### Source passage

──────

What does a colon following a C++ constructor name do? [duplicate]

淺唱寂寞╮ 提交于 2019-11-26 02:28:01

问题


This question already has an answer here:

  • What is this weird colon-member (“ : ”) syntax in the constructor? 12 answers

What does the colon operator (\":\") do in this constructor? Is it equivalent to MyClass(m_classID = -1, m_userdata = 0);?

class MyClass {
public:

    MyClass() : m_classID(-1), m_userdata(0) { 
    }

    int m_classID;
    void *m_userdata;
};

回答1:


This is an initialization list, and is part of the constructor's implementation.

The constructor's signature is:

MyClass();

This means that the constructor can be called with no parameters. This makes it a default constructor, i.e., one which will be called by default when you write MyClass someObject;.

The part : m_classID(-1), m_userdata(0) is called initialization list. It is a way to initialize some fields of your object (all of them, if you want) with values of your choice, instead of leaving them as undefined.

After executing the initialization list, the constructor body (which happens to be empty in your example) is executed. Inside it you could do more assignments, but once you have entered it all the fields have already been initialized - either to random, unspecified values, or to the ones you chose in your initialization list. This means the assignments you do in the constructor body will not be initializations, but changes of values.




回答2:


It is an initialization list.

By the time you get in the body of the constructor, all fields have already been constructed; if they have default constructors, those were already called. Now, if you assign a value to them in the body of the constructor, you are calling the copy assignment operator, which may mean releasing and reacquiring resources (e.g. memory) if the object has any.

──────

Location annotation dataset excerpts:
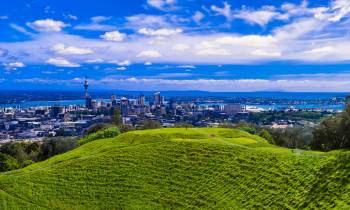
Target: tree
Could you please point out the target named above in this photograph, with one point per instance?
(150, 124)
(116, 118)
(7, 163)
(333, 133)
(266, 135)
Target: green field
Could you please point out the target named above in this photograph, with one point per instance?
(181, 169)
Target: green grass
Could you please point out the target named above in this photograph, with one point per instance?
(181, 169)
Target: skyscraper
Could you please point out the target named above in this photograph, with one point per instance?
(157, 99)
(88, 99)
(86, 86)
(142, 100)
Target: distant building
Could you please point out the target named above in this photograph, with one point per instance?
(88, 99)
(55, 111)
(141, 101)
(232, 109)
(158, 99)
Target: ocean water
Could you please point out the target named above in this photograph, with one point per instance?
(272, 95)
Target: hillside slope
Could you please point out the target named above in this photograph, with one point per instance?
(182, 169)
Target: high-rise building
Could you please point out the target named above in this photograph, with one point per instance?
(142, 100)
(88, 99)
(157, 99)
(232, 109)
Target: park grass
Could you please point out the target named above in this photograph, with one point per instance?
(194, 168)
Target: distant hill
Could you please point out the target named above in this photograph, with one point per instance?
(181, 169)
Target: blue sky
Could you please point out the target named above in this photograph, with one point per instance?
(211, 45)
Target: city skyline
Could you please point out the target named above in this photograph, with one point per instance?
(160, 45)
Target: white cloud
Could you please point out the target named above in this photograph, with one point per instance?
(20, 29)
(115, 36)
(213, 51)
(71, 50)
(70, 16)
(249, 40)
(47, 25)
(308, 84)
(98, 19)
(95, 27)
(198, 17)
(122, 63)
(121, 68)
(148, 21)
(261, 17)
(224, 11)
(327, 49)
(162, 4)
(97, 60)
(159, 32)
(266, 54)
(61, 62)
(14, 65)
(187, 67)
(149, 54)
(180, 47)
(341, 9)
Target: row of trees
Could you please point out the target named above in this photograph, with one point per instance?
(14, 155)
(333, 133)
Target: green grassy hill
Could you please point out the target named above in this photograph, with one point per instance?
(181, 169)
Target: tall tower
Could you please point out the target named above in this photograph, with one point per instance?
(86, 86)
(88, 99)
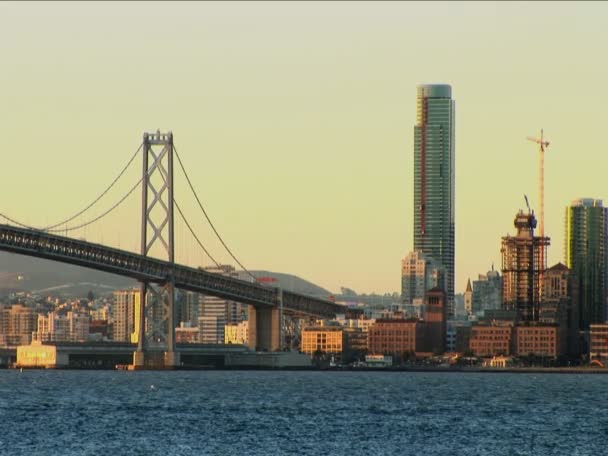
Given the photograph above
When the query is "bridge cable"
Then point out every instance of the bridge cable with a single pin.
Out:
(51, 229)
(194, 234)
(207, 216)
(99, 217)
(100, 196)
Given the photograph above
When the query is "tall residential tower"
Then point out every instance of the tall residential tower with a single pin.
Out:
(434, 179)
(586, 254)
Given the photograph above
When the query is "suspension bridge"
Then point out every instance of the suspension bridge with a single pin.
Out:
(159, 276)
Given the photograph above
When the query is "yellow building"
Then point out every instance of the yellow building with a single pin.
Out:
(327, 339)
(237, 333)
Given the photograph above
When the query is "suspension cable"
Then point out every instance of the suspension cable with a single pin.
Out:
(51, 229)
(194, 234)
(207, 216)
(99, 217)
(48, 228)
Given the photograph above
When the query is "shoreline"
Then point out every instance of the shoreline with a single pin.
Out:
(464, 370)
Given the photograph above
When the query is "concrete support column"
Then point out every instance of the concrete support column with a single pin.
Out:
(268, 329)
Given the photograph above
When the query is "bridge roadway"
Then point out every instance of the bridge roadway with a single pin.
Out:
(40, 244)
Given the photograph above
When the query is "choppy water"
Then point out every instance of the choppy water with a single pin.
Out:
(301, 413)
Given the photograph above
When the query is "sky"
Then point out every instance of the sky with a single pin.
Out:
(295, 122)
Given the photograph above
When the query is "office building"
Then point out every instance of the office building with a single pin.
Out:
(435, 319)
(521, 268)
(125, 309)
(434, 159)
(213, 313)
(420, 273)
(17, 323)
(323, 339)
(598, 342)
(585, 255)
(396, 337)
(487, 292)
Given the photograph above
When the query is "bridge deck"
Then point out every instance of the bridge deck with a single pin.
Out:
(96, 256)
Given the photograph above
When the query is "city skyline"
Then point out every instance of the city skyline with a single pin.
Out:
(333, 86)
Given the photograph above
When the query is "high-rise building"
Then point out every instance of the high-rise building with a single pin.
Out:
(521, 268)
(419, 273)
(73, 327)
(487, 292)
(585, 254)
(468, 298)
(125, 313)
(434, 157)
(17, 323)
(213, 313)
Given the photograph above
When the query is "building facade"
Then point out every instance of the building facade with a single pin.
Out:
(395, 337)
(434, 180)
(237, 333)
(214, 312)
(125, 309)
(598, 342)
(586, 256)
(487, 292)
(325, 339)
(521, 268)
(420, 273)
(491, 340)
(17, 323)
(435, 320)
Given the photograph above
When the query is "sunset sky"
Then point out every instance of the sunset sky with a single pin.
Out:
(296, 122)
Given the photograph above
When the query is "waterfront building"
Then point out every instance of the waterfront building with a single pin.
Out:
(468, 298)
(125, 312)
(487, 292)
(434, 178)
(521, 268)
(420, 273)
(396, 337)
(598, 342)
(73, 327)
(187, 307)
(17, 323)
(457, 339)
(186, 334)
(213, 313)
(435, 320)
(491, 339)
(560, 305)
(538, 340)
(586, 256)
(237, 333)
(324, 339)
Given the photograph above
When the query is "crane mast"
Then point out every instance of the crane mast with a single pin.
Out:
(543, 144)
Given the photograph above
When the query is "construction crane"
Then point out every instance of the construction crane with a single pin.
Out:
(542, 145)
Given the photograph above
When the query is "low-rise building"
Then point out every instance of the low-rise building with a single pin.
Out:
(395, 337)
(237, 333)
(598, 342)
(538, 340)
(491, 340)
(324, 339)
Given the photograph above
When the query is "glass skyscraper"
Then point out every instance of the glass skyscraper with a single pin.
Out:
(585, 255)
(434, 179)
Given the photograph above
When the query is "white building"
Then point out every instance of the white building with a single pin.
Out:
(419, 273)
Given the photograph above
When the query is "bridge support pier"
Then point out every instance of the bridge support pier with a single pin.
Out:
(264, 328)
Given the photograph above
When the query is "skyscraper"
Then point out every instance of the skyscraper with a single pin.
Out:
(418, 275)
(585, 255)
(434, 179)
(521, 268)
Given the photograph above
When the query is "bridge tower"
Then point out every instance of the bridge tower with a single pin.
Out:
(155, 316)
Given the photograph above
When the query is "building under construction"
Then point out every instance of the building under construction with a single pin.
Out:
(523, 264)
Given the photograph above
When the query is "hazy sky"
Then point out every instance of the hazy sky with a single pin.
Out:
(296, 120)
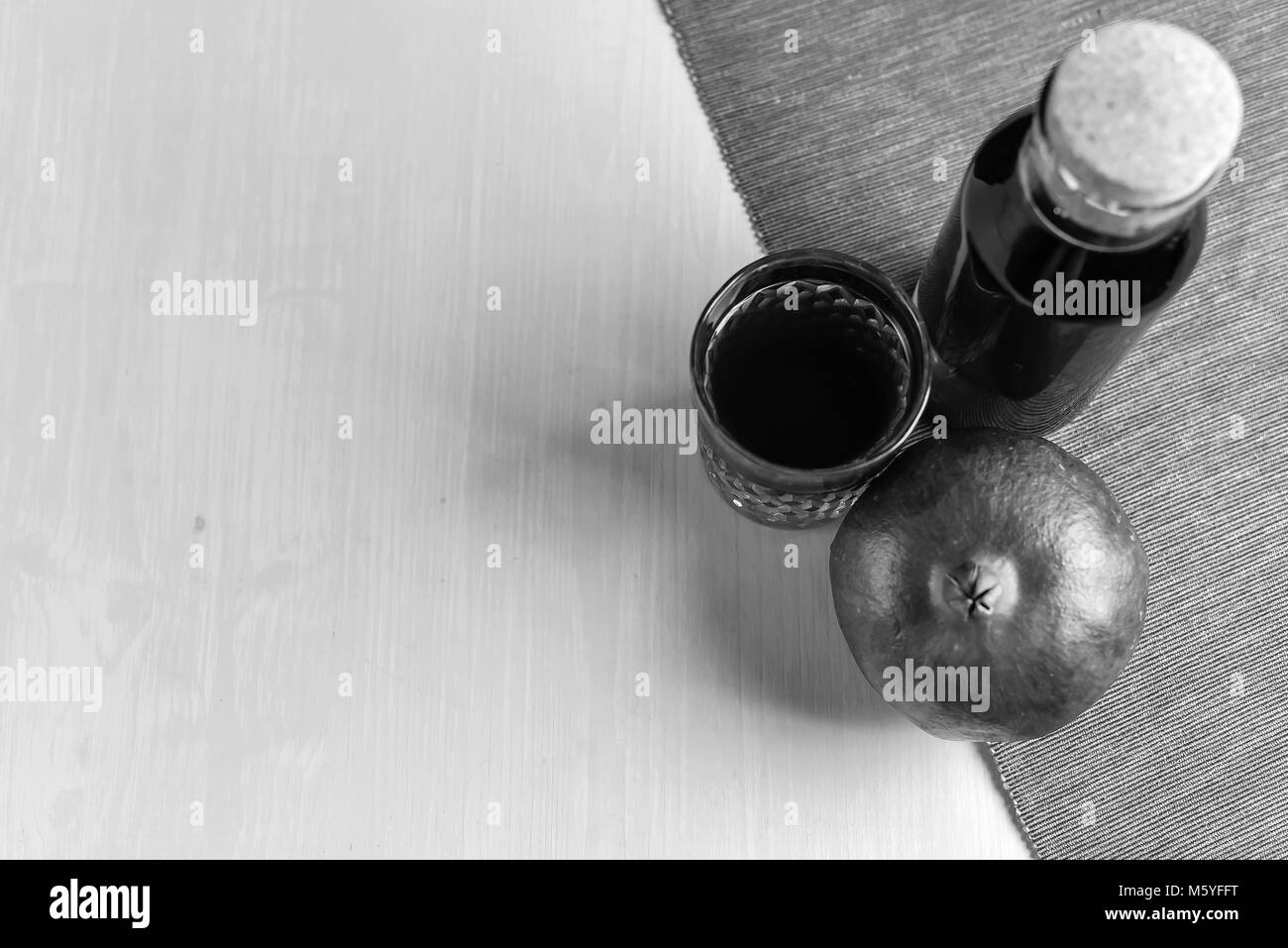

──────

### Things to do
#1 Based on the C++ constructor thread, explain in one to three sentences why assigning values to fields inside the constructor body can cost more than setting them in the initialization list.
#2 Swap "colon operator" for "colon symbol" and write out the C++ constructor thread between "This question already" and "m_userdata = 0);?", inclusive.
The listing has no connection to the C++ constructor thread.

### Solutions
#1 By the time the constructor body runs, every field has already been constructed, and any default constructors have already been called. Assigning to a field there calls the copy assignment operator, which may mean releasing and reacquiring resources such as memory.

#2
This question already has an answer here:

  • What is this weird colon-member (“ : ”) syntax in the constructor? 12 answers

What does the colon symbol (\":\") do in this constructor? Is it equivalent to MyClass(m_classID = -1, m_userdata = 0);?